• [WHAT YOU WILL DO] Copy the records from the line with "Note to the class: we label each instance of the white" to the line with "Note to the class: we label each instance of the brown", changing "polo shirt" to "dress shirt" and leaving everything else as it is.

• [RECORDS PROVIDED]
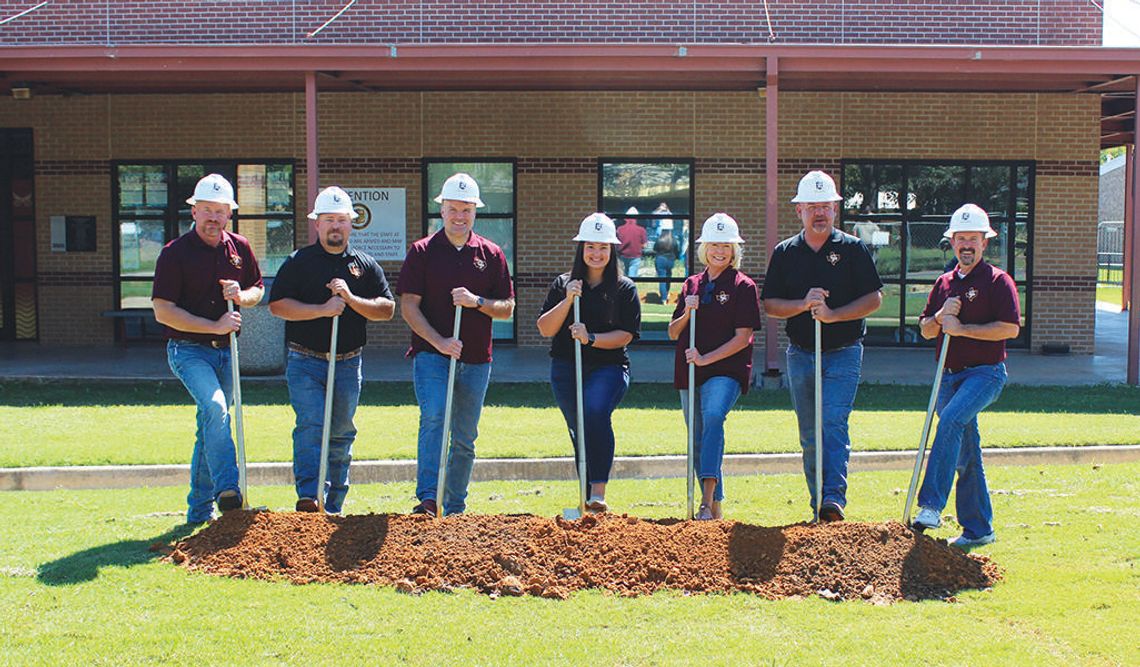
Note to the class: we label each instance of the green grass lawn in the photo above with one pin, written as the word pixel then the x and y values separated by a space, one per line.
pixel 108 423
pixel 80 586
---
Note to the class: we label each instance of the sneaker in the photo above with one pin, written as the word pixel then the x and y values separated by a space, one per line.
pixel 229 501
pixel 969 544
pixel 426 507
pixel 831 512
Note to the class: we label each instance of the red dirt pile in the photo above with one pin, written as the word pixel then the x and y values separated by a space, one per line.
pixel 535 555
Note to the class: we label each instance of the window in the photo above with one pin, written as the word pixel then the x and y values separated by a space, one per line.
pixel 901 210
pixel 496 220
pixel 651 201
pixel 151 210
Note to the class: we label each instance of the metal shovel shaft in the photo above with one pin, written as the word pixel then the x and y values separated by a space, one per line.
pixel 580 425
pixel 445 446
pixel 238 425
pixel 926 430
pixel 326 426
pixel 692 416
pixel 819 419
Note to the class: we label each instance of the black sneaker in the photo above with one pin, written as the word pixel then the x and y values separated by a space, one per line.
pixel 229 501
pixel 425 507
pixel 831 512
---
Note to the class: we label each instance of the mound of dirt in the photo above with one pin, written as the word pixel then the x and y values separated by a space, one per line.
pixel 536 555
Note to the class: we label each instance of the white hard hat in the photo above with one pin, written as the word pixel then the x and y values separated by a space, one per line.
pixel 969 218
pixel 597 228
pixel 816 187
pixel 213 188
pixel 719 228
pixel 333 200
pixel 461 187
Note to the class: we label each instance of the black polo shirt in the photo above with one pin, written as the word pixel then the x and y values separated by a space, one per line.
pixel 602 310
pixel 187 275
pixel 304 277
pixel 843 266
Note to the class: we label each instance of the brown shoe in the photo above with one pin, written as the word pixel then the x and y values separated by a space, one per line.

• [OUTPUT FOR THIS EXERCISE]
Note to the class: we label each instance of the white hard hat in the photo above with one pin, written as the word pixel then the x and y values separated by a space, one per line.
pixel 969 218
pixel 597 228
pixel 816 187
pixel 213 188
pixel 719 228
pixel 333 200
pixel 461 187
Note to the class: we label each instance of the black dress shirt in the photo above with one pin, written as the word pixel then the x and y values separated by a space, one per line.
pixel 602 310
pixel 187 275
pixel 304 277
pixel 843 266
Note to the class: we label each instance of the brown shoe in the photo above with one pin, written as the word pixel then the x and y values separated by a space, one per line.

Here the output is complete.